### Textauszug

┌──

Die hohen Prozess- und Verurteilungsraten, die den in mehreren Aufsätzen behandelten frühneuzeitlichen Rhein-Maas-Moselraum kennzeichnen, erwuchsen mehrheitlich aus Gerichtsstrukturen, die durch das Fehlen starker staatlicher Gewalten beziehungsweise durch mangelhaftes Einwirken zentraler Justizbehörden gekennzeichnet waren. Diese Erkenntnis muss hinsichtlich einzelner Gebiete allerdings immer wieder mit Einschränkungen formuliert werden: So waren im Herzogtum Lothringen, so Robin Briggs in seinem Beitrag, herzogliche Amtsträger wesentliche Entscheidungsträger im Hexereiverfahren. Da diese in die Anklageerhebung eingebunden waren, gehörten sie eher zu den Förderern und nicht zu den Ausbremsern der Prozesse. Der Aufsatz von Christine Petry über das "Parlement de Metz" zeigt wiederum, dass mit der Errichtung dieses lothringischen Obergerichts im Jahre 1633, das heißt nach der französischen Machtübernahme im Herzogtum, die Zahl der Hexenprozesse entscheidend gesenkt wurde. Die Integration des lothringischen Gerichtswesens in die französische Justizverfassung mit der Konsequenz, dass jedes Urteil in Kriminalsachen durch den Oberhof geprüft wurde, produzierte zwar beträchtlichen Widerstand. Langfristig wurden Hexenprozesse als Ketten- oder gar Massenprozesse jedoch über die Appellationspflicht, wie im gesamten Königreich seit 1624, unmöglich gemacht.
Im Vergleich dazu konnten sich Hexenverfolgungen im Herzogtum Luxemburg, im Hochstift Trier und im Gebiet der Reichsabtei St. Maximin, wie Rita Voltmer darlegt, noch über einen längeren Zeitraum immer wieder entfalten. Dass die Verfahren sehr stark durch die Aktivitäten von Untertanen geprägt waren, lässt sich über das Wirken der dortigen Hexenprozessausschüsse demonstrieren. Das Funktionieren der eigens zur Durchführung und Verbreitung von Hexenverfolgungen in den Lokalitäten gebildeten Konsortien wird ausführlich beschrieben, ebenso werden die Möglichkeiten erläutert, Prozesse über Manipulationen und die Umgehung von Verfahrensregeln für eigene Interessen nutzbar zu machen. Dass Hexenprozesse instrumentalisierbar waren, zeigt sich darüber hinaus auf einer anderen Ebene, die die Autorin in einem zweiten Beitrag in den Blick nimmt. Die Konstruierbarkeit des Hexereidelikts brachte auch für adelige Gerichtsherren, die ihre Jurisdiktionsrechte bedroht sahen, Gelegenheiten zur Interessenwahrnehmung hervor, da Hinrichtungen Fakten schufen und Hoheitsrechte untermauerten.

└──

### Übungsmaterial

┌──

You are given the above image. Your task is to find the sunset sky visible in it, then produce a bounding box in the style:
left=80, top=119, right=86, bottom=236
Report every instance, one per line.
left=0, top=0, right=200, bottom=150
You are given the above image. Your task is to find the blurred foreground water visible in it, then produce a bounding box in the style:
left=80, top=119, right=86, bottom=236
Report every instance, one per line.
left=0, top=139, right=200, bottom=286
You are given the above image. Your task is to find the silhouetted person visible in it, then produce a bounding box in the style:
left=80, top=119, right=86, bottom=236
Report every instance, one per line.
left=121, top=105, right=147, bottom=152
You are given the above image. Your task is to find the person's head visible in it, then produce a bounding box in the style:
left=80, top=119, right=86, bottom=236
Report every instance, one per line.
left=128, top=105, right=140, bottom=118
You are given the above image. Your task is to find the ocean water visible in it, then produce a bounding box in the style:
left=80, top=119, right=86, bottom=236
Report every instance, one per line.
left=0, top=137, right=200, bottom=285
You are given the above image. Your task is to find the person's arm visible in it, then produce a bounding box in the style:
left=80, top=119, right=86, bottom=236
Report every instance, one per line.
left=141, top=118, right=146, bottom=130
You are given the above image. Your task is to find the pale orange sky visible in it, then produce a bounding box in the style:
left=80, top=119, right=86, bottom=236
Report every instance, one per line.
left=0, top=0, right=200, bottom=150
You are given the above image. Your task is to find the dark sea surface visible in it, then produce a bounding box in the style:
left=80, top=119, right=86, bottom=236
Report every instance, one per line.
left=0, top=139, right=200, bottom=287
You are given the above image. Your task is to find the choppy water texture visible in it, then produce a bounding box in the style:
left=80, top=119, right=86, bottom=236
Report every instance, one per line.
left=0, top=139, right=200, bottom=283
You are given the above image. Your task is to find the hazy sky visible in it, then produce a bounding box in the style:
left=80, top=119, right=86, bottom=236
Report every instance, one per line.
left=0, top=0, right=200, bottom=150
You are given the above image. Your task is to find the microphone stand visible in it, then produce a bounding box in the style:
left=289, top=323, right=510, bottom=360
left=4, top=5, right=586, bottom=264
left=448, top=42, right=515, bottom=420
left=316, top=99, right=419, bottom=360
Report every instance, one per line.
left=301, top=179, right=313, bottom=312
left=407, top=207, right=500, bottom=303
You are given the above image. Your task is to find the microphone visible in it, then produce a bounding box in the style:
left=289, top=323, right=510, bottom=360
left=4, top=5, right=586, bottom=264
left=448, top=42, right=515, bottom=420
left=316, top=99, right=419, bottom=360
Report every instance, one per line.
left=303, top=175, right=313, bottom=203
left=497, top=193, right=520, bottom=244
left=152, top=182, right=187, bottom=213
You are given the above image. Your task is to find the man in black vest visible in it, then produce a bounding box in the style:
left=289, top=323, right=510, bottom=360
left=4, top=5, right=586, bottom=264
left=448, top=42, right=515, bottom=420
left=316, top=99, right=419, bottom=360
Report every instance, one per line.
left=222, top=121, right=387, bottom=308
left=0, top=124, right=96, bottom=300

└──

### Aufgaben
a) Übersetze den Satz „Im Vergleich dazu konnten sich Hexenverfolgungen im Herzogtum Luxemburg, im Hochstift Trier und im Gebiet der Reichsabtei St. Maximin, wie Rita Voltmer darlegt, noch über einen längeren Zeitraum immer wieder entfalten.“ aus dem Textauszug ins Englische.
b) Gib die Zeilen der Datensätze unverändert aus, und zwar vom Anfang der Datensätze bis einschließlich der Zeile mit „left=128, top=105, right=140, bottom=118“.

### Lösungen
a) By comparison, as Rita Voltmer shows, witch hunts in the Duchy of Luxembourg, the Prince-Bishopric of Trier and the territory of the Imperial Abbey of St. Maximin were able to flare up again and again over a longer period.

b)
You are given the above image. Your task is to find the sunset sky visible in it, then produce a bounding box in the style:
left=80, top=119, right=86, bottom=236
Report every instance, one per line.
left=0, top=0, right=200, bottom=150
You are given the above image. Your task is to find the blurred foreground water visible in it, then produce a bounding box in the style:
left=80, top=119, right=86, bottom=236
Report every instance, one per line.
left=0, top=139, right=200, bottom=286
You are given the above image. Your task is to find the silhouetted person visible in it, then produce a bounding box in the style:
left=80, top=119, right=86, bottom=236
Report every instance, one per line.
left=121, top=105, right=147, bottom=152
You are given the above image. Your task is to find the person's head visible in it, then produce a bounding box in the style:
left=80, top=119, right=86, bottom=236
Report every instance, one per line.
left=128, top=105, right=140, bottom=118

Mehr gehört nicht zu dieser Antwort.